**Requirements**
Retype the lines below without any change, beginning with the line that contains "Where can the golf bag" and continuing through the final line.

******************************

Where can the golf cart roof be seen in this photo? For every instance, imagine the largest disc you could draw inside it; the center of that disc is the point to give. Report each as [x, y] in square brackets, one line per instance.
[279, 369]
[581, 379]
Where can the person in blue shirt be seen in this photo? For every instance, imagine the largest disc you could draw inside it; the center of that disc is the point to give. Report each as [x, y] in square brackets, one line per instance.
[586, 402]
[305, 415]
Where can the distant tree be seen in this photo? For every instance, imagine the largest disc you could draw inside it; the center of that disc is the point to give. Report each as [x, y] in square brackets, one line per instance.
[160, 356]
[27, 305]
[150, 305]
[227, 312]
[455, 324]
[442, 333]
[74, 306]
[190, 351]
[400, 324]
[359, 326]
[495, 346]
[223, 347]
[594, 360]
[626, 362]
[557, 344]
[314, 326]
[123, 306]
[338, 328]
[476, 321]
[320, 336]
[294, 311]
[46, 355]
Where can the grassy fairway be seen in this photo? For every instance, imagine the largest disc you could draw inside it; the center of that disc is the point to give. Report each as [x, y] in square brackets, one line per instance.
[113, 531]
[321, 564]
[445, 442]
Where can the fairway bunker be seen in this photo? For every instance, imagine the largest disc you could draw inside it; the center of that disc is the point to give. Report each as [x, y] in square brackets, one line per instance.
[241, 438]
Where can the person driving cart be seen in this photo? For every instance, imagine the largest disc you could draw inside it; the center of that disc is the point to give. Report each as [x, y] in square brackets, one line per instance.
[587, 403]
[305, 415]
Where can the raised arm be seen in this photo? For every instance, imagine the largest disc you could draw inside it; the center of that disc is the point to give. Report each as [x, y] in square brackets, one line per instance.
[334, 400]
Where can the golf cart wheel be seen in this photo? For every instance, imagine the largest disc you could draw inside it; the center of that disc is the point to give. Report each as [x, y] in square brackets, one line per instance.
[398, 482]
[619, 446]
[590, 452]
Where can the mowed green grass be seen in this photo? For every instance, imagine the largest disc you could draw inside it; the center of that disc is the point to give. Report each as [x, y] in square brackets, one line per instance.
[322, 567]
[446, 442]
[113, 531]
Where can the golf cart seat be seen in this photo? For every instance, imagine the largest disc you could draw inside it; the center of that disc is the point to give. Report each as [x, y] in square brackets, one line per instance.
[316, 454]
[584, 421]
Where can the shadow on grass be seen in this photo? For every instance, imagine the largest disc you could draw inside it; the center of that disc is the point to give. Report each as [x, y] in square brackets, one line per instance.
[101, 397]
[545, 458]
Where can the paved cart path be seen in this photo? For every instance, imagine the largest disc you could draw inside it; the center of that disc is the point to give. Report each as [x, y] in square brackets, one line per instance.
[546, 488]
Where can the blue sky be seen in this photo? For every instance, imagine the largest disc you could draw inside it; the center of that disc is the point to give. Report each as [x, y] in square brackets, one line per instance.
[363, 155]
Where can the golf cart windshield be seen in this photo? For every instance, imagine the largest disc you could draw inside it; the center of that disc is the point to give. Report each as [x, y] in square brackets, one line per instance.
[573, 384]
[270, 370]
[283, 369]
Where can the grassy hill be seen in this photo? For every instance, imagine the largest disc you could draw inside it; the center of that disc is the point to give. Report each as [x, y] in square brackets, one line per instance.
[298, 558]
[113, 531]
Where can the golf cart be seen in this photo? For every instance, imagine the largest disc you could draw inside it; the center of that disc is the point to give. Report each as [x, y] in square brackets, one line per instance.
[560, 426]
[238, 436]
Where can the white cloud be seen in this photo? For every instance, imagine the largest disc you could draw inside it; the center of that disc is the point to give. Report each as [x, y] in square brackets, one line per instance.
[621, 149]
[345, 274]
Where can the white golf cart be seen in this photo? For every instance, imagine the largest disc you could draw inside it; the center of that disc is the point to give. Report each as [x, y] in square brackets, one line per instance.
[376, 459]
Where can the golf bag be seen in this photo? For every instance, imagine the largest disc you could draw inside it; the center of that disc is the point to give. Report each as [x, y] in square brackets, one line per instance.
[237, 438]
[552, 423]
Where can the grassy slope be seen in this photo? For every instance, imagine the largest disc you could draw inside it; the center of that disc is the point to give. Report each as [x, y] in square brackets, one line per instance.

******************************

**Correct output**
Where can the golf bag be seen in this photo? For every instance, imagine the largest disc you could draw inside it; the center of that disc is the point to give. Report each as [x, y] in square brackets, one line per instance.
[237, 438]
[552, 423]
Where can the grassy slope be seen in this photo? For every instance, imagine the largest disc you could draw inside it; the center of that disc is the point to give. Report each as [x, y] in square brackets, one line per instance.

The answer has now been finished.